- **WHAT TO WORK ON**
Output the records in full, exactly as given.

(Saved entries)
■ ■ ■ ■ ■
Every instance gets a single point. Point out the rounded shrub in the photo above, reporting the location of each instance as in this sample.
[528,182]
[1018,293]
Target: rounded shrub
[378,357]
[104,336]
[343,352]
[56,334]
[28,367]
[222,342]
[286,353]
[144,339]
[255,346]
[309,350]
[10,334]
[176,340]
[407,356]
■ ■ ■ ■ ■
- **WRITTEN ANSWER**
Every instance gets a single point. Point out the rounded shrub in the photo above, reporting the location of each instance as in this sample.
[528,182]
[1018,293]
Target: rounded shrub
[378,357]
[104,336]
[343,352]
[56,334]
[28,367]
[222,342]
[286,353]
[144,339]
[255,346]
[309,350]
[10,334]
[176,340]
[407,356]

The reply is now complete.